──────── Entries ────────
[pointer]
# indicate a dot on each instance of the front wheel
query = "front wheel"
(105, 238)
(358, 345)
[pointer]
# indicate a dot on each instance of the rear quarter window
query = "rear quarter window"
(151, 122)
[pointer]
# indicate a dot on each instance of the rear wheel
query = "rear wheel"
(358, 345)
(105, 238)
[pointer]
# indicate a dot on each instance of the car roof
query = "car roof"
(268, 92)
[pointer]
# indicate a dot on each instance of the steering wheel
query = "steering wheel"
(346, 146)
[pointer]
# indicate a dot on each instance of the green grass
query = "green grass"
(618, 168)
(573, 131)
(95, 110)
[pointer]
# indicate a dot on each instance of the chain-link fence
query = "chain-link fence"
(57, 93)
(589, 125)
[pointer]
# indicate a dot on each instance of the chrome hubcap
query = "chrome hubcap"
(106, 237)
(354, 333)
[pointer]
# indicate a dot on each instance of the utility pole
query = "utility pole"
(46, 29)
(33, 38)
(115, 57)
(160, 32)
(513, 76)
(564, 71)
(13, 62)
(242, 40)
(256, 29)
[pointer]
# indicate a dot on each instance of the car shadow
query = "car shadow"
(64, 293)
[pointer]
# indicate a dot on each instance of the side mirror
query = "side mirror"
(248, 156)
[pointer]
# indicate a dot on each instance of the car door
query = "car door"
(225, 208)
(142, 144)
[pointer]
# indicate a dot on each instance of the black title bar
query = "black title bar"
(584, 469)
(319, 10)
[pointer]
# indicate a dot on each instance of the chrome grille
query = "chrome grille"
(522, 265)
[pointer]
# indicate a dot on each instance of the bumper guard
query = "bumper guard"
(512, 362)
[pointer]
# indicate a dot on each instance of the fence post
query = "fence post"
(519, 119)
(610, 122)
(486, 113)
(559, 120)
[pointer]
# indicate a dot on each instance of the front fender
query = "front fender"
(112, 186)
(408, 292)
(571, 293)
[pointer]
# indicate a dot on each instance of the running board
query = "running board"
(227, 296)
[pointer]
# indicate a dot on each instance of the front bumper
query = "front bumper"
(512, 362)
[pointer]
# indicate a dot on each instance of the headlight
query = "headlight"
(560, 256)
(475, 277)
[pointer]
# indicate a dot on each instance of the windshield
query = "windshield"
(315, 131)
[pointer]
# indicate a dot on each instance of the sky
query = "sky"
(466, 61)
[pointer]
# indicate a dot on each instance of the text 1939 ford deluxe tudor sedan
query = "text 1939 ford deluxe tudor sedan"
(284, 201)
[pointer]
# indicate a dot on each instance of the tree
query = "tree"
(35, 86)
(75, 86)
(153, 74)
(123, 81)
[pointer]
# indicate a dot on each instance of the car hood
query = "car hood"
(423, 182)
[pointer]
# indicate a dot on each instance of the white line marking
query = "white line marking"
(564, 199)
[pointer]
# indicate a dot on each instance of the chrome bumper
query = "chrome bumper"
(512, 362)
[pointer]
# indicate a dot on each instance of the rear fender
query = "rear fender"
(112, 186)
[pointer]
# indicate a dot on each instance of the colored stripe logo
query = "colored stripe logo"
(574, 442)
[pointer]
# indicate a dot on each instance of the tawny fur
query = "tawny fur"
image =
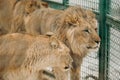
(22, 56)
(73, 26)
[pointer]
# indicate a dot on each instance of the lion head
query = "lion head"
(80, 30)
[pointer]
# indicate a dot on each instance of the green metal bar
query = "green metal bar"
(103, 34)
(108, 2)
(65, 2)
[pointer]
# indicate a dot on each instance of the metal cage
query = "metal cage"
(104, 65)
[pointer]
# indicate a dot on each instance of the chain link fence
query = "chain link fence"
(106, 64)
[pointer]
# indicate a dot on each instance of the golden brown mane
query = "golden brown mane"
(75, 26)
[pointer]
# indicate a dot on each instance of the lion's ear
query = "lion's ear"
(44, 4)
(54, 43)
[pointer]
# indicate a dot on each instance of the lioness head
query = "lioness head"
(61, 54)
(82, 33)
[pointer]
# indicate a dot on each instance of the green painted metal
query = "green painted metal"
(103, 53)
(105, 23)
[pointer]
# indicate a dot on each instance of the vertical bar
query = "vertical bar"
(103, 35)
(65, 2)
(108, 39)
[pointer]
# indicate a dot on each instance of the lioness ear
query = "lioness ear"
(54, 42)
(44, 4)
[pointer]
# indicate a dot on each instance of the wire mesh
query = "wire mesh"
(114, 10)
(59, 1)
(89, 4)
(114, 63)
(90, 64)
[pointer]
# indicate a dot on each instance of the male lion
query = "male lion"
(13, 11)
(73, 26)
(22, 56)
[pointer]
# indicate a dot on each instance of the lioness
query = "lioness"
(22, 56)
(73, 26)
(13, 11)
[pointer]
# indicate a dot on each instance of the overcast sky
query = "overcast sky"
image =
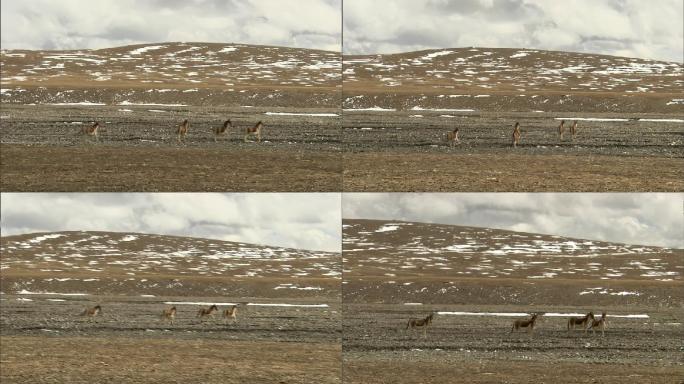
────────
→ Problem to solve
Return each line of the data above that contains the string "mane". Case counts.

→ Correct output
# indicate a dot on each instance of the golden brown mane
query = "golden brown mane"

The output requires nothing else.